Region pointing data
»»
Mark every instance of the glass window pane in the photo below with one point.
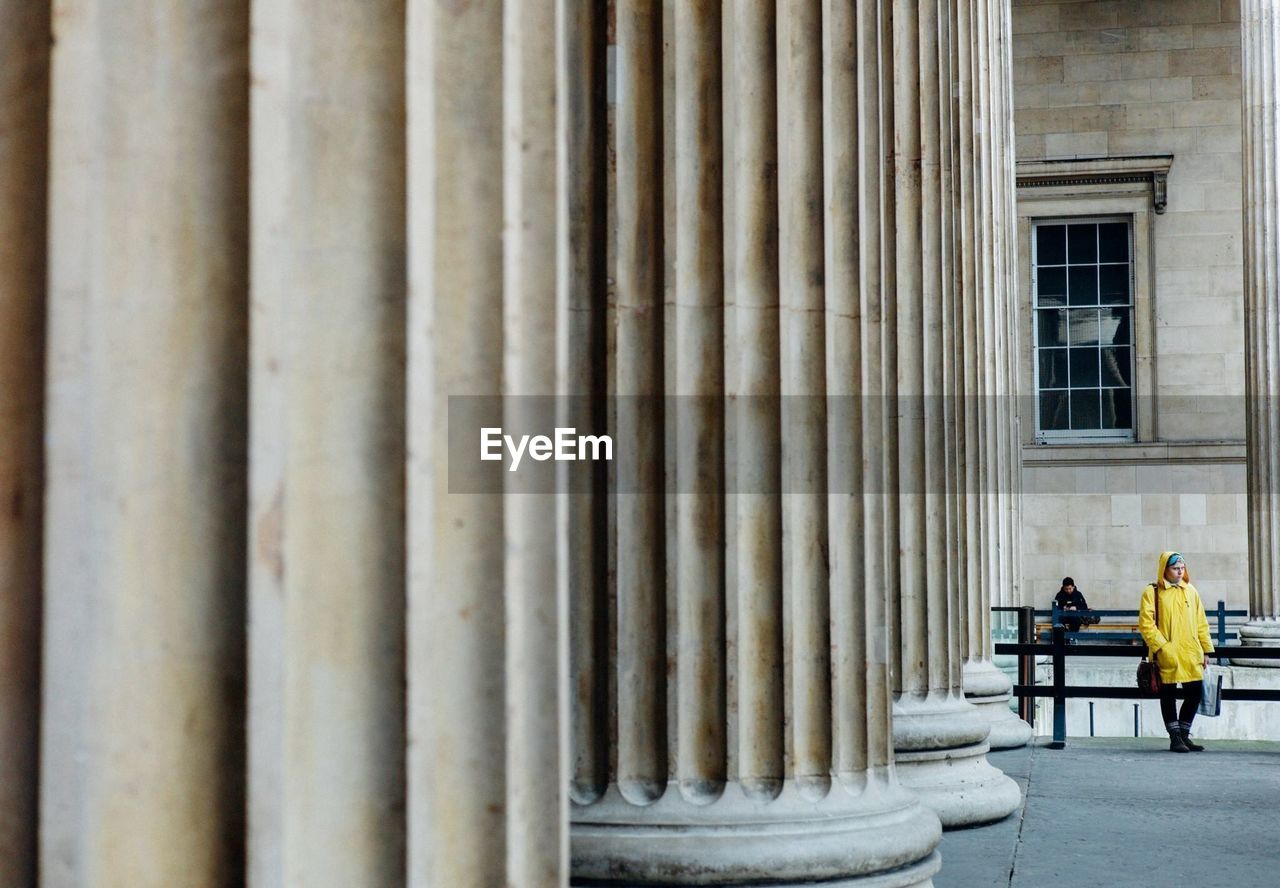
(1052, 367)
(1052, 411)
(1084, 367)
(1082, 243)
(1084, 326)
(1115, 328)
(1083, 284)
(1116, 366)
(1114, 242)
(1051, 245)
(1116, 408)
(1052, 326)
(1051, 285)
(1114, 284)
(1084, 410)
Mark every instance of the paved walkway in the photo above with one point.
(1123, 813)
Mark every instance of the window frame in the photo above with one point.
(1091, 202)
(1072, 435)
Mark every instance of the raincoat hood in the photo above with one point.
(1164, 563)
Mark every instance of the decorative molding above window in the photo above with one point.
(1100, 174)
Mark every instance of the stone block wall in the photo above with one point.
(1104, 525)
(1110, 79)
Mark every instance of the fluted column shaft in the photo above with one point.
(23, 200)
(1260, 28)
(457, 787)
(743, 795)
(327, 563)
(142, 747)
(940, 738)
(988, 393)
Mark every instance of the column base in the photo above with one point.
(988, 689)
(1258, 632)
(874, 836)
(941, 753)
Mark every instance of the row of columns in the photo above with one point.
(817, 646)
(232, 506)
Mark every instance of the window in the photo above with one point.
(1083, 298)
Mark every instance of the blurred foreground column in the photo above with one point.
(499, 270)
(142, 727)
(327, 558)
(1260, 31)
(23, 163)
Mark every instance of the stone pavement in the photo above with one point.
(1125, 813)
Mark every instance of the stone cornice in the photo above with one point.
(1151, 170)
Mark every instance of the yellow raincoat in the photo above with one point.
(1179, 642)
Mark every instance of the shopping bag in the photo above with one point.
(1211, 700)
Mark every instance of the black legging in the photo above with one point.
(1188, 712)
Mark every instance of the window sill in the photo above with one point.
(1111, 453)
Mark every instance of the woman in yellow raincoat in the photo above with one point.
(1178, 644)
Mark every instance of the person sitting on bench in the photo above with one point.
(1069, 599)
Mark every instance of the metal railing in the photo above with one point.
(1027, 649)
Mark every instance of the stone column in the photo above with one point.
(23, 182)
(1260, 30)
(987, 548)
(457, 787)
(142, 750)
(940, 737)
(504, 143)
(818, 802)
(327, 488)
««
• [The problem] The line with "Mark every instance of the black" through the last line of the data: write these out exactly, and no others.

• [Response for this exercise]
Mark every instance of the black legging in the photo above with one point.
(1188, 712)
Mark every instance of the window sill in the photo above with one point.
(1111, 453)
Mark every instance of the woman in yellow raincoat in the photo above with one point.
(1178, 644)
Mark every instance of the person sitting on bench in the photo above with one point.
(1069, 599)
Mark every instance of the metal railing in the photo above with one point.
(1027, 649)
Mark every instance of the stone column in the photo above with one point.
(23, 182)
(1260, 30)
(987, 548)
(457, 787)
(142, 750)
(940, 737)
(504, 143)
(818, 802)
(327, 488)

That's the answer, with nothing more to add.